Das Sprichwort vom gemeinsamen Bett mit unterschiedlichen Träumen gilt aber auch für das Verhältnis zwischen Europa und China, bei dem beide Seiten im Umgang miteinander von unterschiedlichen Motiven und Zielsetzungen getrieben werden.

Warum China wichtig für Europa ist

Wenn es um die strategische Ausrichtung geht, könnte man meinen, dass es eine Menge Gründe gibt, warum China ziemlich weit oben auf der Prioritätenliste der Europäischen Union stehen sollte. Mit einem Waren- und Dienstleistungsvolumen von knapp 480 Milliarden Euro ist die EU schon jetzt Chinas größter Handelspartner. Bis 2020 soll das Volumen auf 750 Milliarden Euro gesteigert werden. So verkündeten es die Politiker beider Seiten zumindest beim letzten EU-China-Gipfel vom 20. bis 21. November 2013, dem 16. bilateralen Gipfeltreffen in Peking.

Strategische Kooperationsagenda 2020

Dabei erfolgte seitens EU-Kommissionspräsident José Manuel Barroso und dem Präsidenten des Europäischen Rates Herman Van Rompuy auf der einen Seite sowie dem chinesischen Premierminister Li Keqiang auf der anderen die Grundlegung einer "Strategischen Kooperationsagenda 2020", die man durchaus als historisch ansehen kann. Sie vereint eine ganze Reihe von neuartigen, zum Teil zumindest dem Potential nach bahnbrechenden Initiativen der Zusammenarbeit, darunter den "China-EU-Dialog über Innovationszusammenarbeit", das "China-EU-Urbanisierungspartnerschaftsforum", die "China-EU-Urbanisierungsausstellung" sowie die sechste Runde des "China-EU-Energiedialogs". Desweiteren fanden in Peking ein Wirtschaftsgipfel sowie ein "Regionalpolitik-Dialog" statt. Im Rahmen des Gipfels wurden außerdem eine Reihe von Abkommen unterzeichnet, darunter das "Verwaltungsabkommen für die Zusammenarbeit in Angelegenheiten des intellektuellen Eigentums", die "China-EU-Gemeinschaftserklärung zur Energiesicherheit" sowie die "Willenserklärung zur gemeinsamen Forschung und Innovationskooperation im Nahrungsmittel-, Agrikultur- und Biotechnologiebereich".

China bevorzugt ein starkes Europa

Sollten diese Abkommen und Willenserklärungen wie geplant umgesetzt werden, wird das chinesisch-europäische Verhältnis nach einer Inkubationszeit von einigen Jahren ein neues Niveau erreichen. Auch politisch haben sowohl China als auch die EU ein nachvollziehbares Interesse daran, dass das machtpolitische Weltgefüge nicht auf eine G2-Konstellation hinausläuft. China bevorzugt ein starkes Europa, um finanzpolitisch, wirtschaftlich und sicherheitspolitisch nicht ausschließlich auf die USA fokussiert sein zu müssen.

### Datenzeilen
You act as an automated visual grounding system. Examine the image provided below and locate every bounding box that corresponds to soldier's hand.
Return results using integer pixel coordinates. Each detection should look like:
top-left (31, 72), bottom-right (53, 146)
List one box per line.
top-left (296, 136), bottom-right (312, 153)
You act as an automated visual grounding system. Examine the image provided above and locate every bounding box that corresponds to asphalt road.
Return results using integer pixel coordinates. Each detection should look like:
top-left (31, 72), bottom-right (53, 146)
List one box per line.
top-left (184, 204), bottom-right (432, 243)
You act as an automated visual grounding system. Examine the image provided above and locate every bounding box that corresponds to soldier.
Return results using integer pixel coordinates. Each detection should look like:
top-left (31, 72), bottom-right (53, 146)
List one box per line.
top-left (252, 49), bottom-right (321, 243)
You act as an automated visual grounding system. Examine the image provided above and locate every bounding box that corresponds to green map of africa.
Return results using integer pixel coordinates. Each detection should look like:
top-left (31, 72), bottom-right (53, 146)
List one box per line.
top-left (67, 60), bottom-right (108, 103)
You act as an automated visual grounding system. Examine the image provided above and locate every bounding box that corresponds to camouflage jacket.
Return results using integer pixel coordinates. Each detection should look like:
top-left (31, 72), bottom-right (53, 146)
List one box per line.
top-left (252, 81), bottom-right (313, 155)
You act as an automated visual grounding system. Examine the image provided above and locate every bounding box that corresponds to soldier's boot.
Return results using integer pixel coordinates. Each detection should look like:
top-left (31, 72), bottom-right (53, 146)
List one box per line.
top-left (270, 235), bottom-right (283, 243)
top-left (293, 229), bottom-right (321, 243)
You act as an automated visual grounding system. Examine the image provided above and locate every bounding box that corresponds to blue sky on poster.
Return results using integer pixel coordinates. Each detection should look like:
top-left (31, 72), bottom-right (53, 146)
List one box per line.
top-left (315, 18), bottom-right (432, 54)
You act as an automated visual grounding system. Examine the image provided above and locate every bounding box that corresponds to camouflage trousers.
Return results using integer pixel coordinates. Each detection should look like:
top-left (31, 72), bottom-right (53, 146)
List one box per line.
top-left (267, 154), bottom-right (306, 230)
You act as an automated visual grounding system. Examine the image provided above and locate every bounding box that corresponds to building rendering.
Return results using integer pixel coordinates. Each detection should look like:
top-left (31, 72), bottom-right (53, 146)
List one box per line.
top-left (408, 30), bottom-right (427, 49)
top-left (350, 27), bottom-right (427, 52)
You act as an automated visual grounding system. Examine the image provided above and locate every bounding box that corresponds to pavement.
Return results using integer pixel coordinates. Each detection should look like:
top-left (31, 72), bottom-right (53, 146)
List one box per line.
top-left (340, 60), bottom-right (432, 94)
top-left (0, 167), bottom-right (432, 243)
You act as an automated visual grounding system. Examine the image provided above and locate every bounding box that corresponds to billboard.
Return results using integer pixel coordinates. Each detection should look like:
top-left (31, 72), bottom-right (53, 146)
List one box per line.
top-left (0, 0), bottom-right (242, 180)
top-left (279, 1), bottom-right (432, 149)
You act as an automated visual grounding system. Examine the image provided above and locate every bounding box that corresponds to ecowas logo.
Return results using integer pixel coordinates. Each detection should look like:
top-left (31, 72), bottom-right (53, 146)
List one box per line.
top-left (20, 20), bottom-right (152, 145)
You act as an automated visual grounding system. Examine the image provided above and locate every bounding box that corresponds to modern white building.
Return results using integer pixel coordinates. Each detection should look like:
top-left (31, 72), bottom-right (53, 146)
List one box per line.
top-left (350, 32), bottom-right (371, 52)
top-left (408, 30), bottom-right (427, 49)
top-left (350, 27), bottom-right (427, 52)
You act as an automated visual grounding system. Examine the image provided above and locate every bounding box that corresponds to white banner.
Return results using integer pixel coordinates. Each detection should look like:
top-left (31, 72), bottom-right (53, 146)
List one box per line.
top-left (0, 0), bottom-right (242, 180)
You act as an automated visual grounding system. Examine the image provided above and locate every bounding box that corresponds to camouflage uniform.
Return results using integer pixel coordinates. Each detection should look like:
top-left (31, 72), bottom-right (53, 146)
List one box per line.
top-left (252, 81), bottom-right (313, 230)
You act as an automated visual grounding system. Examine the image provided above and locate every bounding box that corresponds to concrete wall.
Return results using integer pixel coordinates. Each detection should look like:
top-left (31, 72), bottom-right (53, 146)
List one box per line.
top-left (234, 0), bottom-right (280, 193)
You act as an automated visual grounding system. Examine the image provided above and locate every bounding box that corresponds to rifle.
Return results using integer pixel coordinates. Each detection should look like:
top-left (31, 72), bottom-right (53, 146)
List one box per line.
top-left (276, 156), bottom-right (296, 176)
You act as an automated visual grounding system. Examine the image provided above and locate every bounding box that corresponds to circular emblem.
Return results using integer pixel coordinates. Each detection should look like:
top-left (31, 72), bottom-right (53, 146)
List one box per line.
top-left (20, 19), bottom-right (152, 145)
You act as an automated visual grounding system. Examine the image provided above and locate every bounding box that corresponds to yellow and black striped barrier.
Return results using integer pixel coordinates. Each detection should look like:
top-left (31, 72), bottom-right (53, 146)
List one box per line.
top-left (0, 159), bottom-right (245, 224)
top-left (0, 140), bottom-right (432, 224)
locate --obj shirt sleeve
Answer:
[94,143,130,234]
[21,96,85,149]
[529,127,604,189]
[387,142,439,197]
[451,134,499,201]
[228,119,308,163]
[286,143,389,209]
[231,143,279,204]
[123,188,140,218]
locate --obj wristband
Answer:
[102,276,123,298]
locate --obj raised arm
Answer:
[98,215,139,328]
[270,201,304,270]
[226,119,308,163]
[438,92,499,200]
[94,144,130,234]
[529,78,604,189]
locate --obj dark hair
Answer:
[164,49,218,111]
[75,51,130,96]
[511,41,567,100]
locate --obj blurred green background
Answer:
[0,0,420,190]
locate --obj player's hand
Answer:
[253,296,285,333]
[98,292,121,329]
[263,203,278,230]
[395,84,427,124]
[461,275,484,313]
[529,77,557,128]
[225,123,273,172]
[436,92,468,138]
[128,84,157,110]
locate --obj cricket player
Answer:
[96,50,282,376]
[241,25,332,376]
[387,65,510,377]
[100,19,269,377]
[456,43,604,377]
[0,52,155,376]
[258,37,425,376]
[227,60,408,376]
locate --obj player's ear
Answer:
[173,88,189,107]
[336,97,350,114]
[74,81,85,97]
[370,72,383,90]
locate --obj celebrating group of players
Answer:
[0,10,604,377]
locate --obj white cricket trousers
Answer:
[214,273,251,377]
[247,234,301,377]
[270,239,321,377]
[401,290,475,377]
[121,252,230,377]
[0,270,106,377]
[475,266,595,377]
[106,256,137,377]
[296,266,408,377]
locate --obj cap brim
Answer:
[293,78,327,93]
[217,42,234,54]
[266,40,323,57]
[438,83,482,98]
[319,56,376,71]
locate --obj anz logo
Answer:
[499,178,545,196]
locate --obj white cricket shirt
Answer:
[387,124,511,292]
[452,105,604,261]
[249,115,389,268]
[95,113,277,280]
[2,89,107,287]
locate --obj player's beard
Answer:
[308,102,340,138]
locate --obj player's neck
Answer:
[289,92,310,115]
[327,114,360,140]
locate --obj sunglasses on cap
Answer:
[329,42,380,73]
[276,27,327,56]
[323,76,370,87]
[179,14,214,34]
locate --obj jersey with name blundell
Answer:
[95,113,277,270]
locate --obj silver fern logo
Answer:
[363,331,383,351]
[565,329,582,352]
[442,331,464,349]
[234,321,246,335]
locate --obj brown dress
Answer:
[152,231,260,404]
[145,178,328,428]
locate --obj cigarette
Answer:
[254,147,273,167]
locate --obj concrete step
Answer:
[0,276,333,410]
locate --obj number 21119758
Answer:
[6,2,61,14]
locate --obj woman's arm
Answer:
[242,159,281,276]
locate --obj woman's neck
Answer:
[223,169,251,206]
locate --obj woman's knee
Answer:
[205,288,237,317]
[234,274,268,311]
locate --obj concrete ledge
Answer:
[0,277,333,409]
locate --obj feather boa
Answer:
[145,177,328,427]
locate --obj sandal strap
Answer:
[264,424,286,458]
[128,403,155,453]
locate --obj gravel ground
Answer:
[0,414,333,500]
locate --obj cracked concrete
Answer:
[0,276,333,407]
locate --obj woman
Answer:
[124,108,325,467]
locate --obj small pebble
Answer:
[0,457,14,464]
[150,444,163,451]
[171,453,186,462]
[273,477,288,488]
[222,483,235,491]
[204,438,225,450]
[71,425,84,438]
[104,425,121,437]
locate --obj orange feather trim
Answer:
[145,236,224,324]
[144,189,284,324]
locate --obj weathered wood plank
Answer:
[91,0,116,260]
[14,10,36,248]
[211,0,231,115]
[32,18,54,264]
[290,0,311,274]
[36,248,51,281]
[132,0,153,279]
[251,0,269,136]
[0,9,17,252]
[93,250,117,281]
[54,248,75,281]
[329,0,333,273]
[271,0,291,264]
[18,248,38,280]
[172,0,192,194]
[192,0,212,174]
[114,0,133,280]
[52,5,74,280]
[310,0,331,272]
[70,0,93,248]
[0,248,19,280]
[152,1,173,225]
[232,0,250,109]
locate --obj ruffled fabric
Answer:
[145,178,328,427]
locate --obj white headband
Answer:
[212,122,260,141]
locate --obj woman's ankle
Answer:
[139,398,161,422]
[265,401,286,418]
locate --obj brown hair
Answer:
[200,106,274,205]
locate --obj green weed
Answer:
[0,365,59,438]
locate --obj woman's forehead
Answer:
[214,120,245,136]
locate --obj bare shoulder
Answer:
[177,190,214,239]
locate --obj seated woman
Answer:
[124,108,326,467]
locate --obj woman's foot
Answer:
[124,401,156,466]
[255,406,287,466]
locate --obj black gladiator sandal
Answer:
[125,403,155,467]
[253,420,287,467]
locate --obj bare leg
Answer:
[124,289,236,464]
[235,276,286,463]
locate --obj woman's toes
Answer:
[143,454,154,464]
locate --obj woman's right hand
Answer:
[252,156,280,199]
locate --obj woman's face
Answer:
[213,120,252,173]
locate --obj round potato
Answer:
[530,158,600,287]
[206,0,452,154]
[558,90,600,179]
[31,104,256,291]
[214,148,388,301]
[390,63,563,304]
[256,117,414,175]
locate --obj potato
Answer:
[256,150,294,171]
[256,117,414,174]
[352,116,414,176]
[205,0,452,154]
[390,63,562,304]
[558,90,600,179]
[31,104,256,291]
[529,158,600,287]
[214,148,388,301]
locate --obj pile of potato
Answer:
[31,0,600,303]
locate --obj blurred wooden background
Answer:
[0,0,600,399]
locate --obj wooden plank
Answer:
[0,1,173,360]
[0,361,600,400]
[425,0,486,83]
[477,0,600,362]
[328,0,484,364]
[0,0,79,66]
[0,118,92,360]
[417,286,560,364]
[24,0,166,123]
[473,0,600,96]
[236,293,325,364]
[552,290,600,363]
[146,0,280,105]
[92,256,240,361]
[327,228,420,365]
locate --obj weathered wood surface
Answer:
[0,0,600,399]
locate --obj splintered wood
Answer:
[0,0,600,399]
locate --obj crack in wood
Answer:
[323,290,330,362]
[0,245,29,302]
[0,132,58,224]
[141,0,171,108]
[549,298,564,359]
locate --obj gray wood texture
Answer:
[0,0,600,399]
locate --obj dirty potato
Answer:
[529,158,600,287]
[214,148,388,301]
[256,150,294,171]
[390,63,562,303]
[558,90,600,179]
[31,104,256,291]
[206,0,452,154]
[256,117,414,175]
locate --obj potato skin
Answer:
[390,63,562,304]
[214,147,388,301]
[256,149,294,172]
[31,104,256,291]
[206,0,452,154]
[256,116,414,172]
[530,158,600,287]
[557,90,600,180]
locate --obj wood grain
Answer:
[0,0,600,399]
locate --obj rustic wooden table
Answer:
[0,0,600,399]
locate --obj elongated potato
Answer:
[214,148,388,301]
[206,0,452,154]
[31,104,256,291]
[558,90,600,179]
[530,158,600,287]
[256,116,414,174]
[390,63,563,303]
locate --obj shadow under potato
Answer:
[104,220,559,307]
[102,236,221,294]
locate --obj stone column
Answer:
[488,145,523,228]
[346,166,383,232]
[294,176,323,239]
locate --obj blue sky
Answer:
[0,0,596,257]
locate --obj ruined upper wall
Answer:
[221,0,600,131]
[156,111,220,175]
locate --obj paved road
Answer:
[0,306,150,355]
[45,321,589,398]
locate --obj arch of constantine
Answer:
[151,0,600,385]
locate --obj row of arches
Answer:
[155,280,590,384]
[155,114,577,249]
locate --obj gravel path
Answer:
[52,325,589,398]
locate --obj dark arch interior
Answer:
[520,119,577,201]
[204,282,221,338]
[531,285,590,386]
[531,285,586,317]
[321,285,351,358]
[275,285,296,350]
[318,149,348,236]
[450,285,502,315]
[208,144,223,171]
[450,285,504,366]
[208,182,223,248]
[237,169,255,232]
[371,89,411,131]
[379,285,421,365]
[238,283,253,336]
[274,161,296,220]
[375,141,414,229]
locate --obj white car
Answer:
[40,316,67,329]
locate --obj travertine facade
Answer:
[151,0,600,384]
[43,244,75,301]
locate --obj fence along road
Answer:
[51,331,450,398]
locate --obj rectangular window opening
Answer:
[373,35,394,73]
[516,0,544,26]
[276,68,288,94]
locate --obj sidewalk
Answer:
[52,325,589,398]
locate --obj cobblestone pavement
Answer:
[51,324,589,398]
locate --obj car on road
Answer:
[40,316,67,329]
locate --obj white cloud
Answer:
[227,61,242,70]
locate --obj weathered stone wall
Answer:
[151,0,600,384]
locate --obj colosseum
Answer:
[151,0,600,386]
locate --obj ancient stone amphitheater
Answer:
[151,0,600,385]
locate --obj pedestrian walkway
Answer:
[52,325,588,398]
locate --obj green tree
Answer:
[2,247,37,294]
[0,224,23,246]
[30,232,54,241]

### Aufgabenstellung
Fasse den Lesetext über das Verhältnis zwischen Europa und China bitte in zwei Sätzen zusammen.

### Antwort zur Aufgabe
Die EU ist mit einem Waren- und Dienstleistungsvolumen von knapp 480 Milliarden Euro Chinas größter Handelspartner, und beim 16. EU-China-Gipfel im November 2013 in Peking wurden eine Steigerung auf 750 Milliarden Euro bis 2020 verkündet und eine „Strategische Kooperationsagenda 2020“ mit zahlreichen Initiativen und Abkommen begründet. Beide Seiten wollen verhindern, dass das Weltgefüge auf eine G2-Konstellation hinausläuft, und China bevorzugt ein starkes Europa, um nicht ausschließlich auf die USA fokussiert sein zu müssen.